═════ DATA FOR PROCESSING ═════

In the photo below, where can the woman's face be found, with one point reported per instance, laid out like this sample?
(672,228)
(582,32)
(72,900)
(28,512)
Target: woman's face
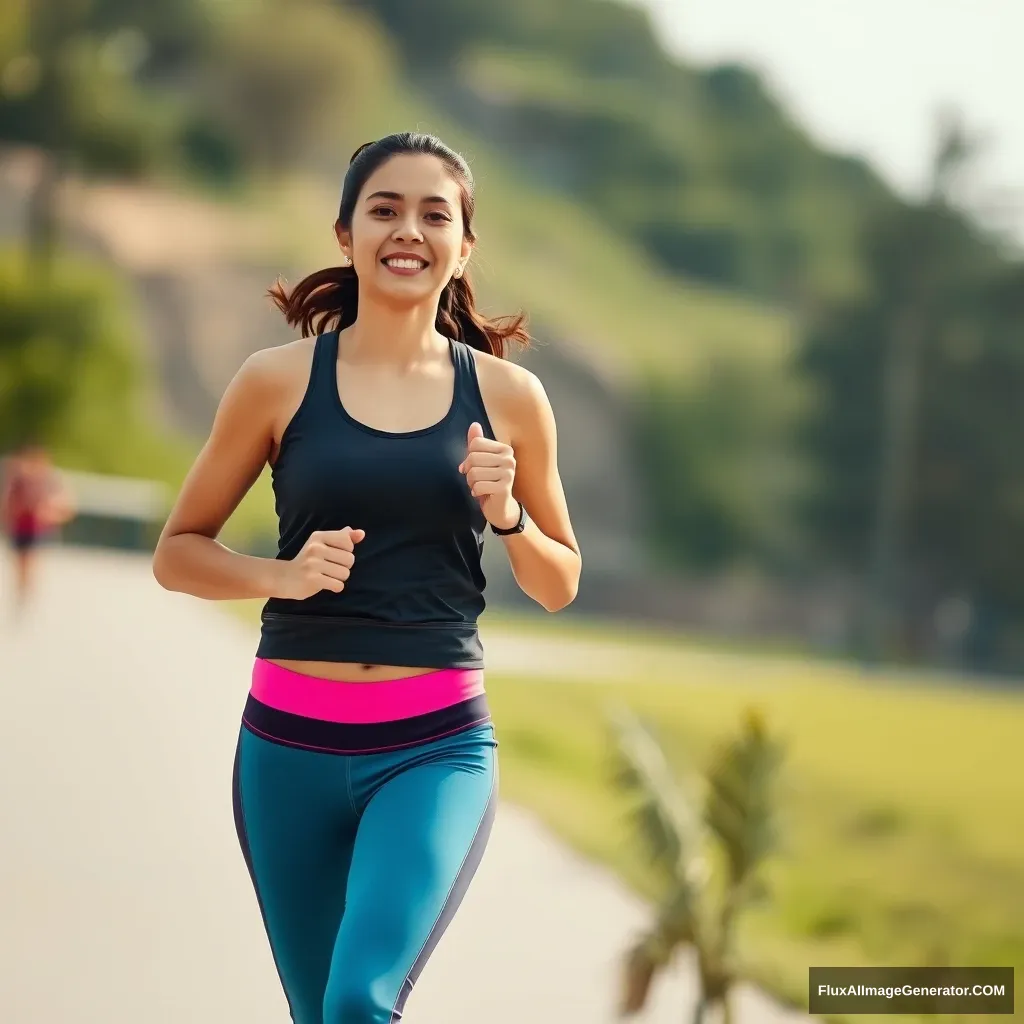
(407,238)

═════

Full transcription of the material, exact in every line, without images.

**FINISHED EXERCISE**
In the photo below, where can the woman's face be found, with one point reported per instance, laid out like this sample?
(672,228)
(582,32)
(72,900)
(28,512)
Target: woman's face
(407,238)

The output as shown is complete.